SET TASK 1
Copy the portion of the passage about household quarrels between "Also this event" and "stemmed from that.", inclusive, with no changes.

I dunno.  Every time I turn on the air conditioning because it’s too hot in my room my mum’s like, just come downstairs it’s cooler.  First of all, everything I want is in my room.  If I’m at home I’m in my room (or the kitchen).  Secondly, why the hell would I want to hang around downstairs with you.  You stare at me, watch what I’m doing on my computer or phone, annoy me, and do gross things

I could tell my dad was pissed even when I got home.  I had thought, er how can you be pissed already, what can you even pissed off about.  The only thing I can think of that I know about is that my aunty came over for dinner, but mum hadn’t made dinner, and dad tried calling her but mum didn’t pick up her phone because the screen was frozen.  Which to be honest, is a much too petty reason to be angry.  Why don’t you just cook?  He was planning to just eat at our local japanese restaurant which has yummy eel, but mum was just like no, I’ll cook fish and stuff, it’s quick.  I think he might’ve gotten pissed then.

Also this event that I will describe to you pretty much confirms his jealousy of my meal freedom.  You see, one day mum made dinner, but I ate a mango instead.  And today, mum is making dinner, and I had a delicious pork roll instead, and some ice cream.  And today, my aunt was apparently eyeing the mangos but my dad told her that they were for me (lol).  He was very bitter about this.  Because mum then said to him, er she (my aunt) can eat them!  They’re not all for me (me).  And he got pissy because my mum told him that he basically couldn’t eat the mango the other day because it was for me.  I dunno this explanation is boring.  So maybe their argument stemmed from that.

SET TASK 2
Set down the rows between the row holding "Using the image above, draw a bounding box around the reflection" and the row holding "[0,176,58,219]", inclusive, reproducing each one without alteration.

Collection entries:
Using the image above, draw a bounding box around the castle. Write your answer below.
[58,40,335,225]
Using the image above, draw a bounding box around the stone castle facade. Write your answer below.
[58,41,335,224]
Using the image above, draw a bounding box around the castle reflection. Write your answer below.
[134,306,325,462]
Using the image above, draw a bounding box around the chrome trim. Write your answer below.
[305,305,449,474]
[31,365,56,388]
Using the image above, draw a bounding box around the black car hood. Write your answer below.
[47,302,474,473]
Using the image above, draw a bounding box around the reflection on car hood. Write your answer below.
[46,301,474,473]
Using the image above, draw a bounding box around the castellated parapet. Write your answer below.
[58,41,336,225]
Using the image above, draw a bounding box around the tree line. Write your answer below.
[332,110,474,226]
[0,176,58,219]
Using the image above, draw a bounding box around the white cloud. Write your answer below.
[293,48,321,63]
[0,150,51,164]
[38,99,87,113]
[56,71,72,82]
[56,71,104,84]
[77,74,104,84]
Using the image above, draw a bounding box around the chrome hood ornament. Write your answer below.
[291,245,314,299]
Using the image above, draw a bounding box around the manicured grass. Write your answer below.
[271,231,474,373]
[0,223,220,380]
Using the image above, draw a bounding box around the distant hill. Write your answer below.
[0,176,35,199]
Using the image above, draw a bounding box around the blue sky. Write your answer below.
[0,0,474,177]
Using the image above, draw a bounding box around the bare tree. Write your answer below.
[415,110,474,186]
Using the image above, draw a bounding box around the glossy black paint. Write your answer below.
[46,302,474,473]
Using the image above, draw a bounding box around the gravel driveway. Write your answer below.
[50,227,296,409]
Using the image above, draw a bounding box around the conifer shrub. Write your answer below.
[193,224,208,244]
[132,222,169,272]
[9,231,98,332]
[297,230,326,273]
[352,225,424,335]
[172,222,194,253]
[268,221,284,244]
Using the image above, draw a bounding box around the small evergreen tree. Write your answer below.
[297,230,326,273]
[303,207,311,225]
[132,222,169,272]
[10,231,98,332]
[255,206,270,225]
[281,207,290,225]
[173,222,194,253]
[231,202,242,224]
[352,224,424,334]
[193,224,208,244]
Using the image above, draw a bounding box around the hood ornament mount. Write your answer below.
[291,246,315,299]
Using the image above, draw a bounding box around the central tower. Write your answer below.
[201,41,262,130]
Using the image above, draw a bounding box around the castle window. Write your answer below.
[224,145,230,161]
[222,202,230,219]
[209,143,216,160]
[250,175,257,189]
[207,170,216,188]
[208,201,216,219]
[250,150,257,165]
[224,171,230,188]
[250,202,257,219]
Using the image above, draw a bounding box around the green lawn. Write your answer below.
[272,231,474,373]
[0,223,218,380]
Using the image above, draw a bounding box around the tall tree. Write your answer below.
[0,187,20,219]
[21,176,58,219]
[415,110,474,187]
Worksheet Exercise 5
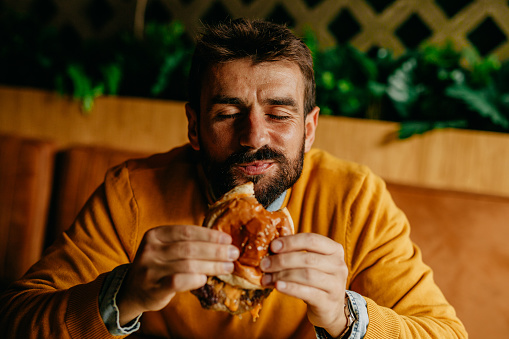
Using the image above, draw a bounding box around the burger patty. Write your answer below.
[191,277,272,315]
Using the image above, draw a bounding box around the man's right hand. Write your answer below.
[116,225,239,326]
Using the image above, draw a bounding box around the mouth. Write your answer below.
[236,160,274,176]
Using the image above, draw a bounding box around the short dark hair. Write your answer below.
[189,19,316,115]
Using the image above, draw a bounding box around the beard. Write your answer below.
[200,138,304,207]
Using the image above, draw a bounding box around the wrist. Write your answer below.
[338,293,357,339]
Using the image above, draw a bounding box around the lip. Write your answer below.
[237,161,274,175]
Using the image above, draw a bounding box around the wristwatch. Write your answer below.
[338,293,357,339]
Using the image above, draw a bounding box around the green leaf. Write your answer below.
[446,85,509,128]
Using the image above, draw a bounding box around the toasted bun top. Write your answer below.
[203,182,294,289]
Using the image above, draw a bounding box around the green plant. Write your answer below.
[305,30,509,139]
[0,1,509,138]
[0,4,192,113]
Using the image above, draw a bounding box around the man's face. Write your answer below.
[186,59,318,206]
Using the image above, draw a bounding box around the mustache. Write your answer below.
[224,146,286,167]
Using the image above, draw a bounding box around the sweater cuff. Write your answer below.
[365,298,401,339]
[65,274,125,339]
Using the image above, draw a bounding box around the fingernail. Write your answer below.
[262,274,272,285]
[260,258,270,270]
[228,246,240,260]
[224,262,234,273]
[219,233,232,244]
[276,281,286,291]
[270,239,283,252]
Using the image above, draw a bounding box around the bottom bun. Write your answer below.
[191,277,272,321]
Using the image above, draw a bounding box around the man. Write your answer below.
[0,20,466,338]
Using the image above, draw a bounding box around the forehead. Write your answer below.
[201,59,304,105]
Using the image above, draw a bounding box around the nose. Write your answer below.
[240,108,269,149]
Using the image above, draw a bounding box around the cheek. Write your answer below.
[271,124,305,151]
[200,125,235,159]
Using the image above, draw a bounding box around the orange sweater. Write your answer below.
[0,146,467,339]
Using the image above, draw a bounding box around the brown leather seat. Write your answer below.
[48,146,144,242]
[388,184,509,338]
[0,135,55,288]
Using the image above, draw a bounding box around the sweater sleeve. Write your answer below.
[345,172,467,339]
[0,163,137,338]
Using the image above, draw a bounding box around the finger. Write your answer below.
[262,268,340,293]
[270,233,343,254]
[260,252,343,274]
[163,260,234,276]
[160,273,207,292]
[274,280,330,305]
[149,225,232,244]
[153,241,240,262]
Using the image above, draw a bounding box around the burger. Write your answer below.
[191,182,293,321]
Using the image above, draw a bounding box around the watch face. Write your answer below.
[345,294,357,327]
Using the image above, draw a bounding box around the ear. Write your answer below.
[186,103,200,151]
[304,106,320,152]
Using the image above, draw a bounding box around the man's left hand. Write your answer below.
[260,233,348,337]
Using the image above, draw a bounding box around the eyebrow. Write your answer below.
[264,97,299,108]
[211,95,244,105]
[209,94,299,111]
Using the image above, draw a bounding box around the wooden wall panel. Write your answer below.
[0,87,509,196]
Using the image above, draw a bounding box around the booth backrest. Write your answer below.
[48,146,144,243]
[0,136,55,287]
[0,134,509,338]
[388,184,509,338]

RESULT 1
Also this event that I will describe to you pretty much confirms his jealousy of my meal freedom.  You see, one day mum made dinner, but I ate a mango instead.  And today, mum is making dinner, and I had a delicious pork roll instead, and some ice cream.  And today, my aunt was apparently eyeing the mangos but my dad told her that they were for me (lol).  He was very bitter about this.  Because mum then said to him, er she (my aunt) can eat them!  They’re not all for me (me).  And he got pissy because my mum told him that he basically couldn’t eat the mango the other day because it was for me.  I dunno this explanation is boring.  So maybe their argument stemmed from that.

RESULT 2
Using the image above, draw a bounding box around the reflection on car hood. Write your answer below.
[46,301,474,473]
Using the image above, draw a bounding box around the castellated parapet. Write your answer below.
[58,41,336,225]
Using the image above, draw a bounding box around the tree line. Write your answer below.
[332,110,474,226]
[0,176,58,219]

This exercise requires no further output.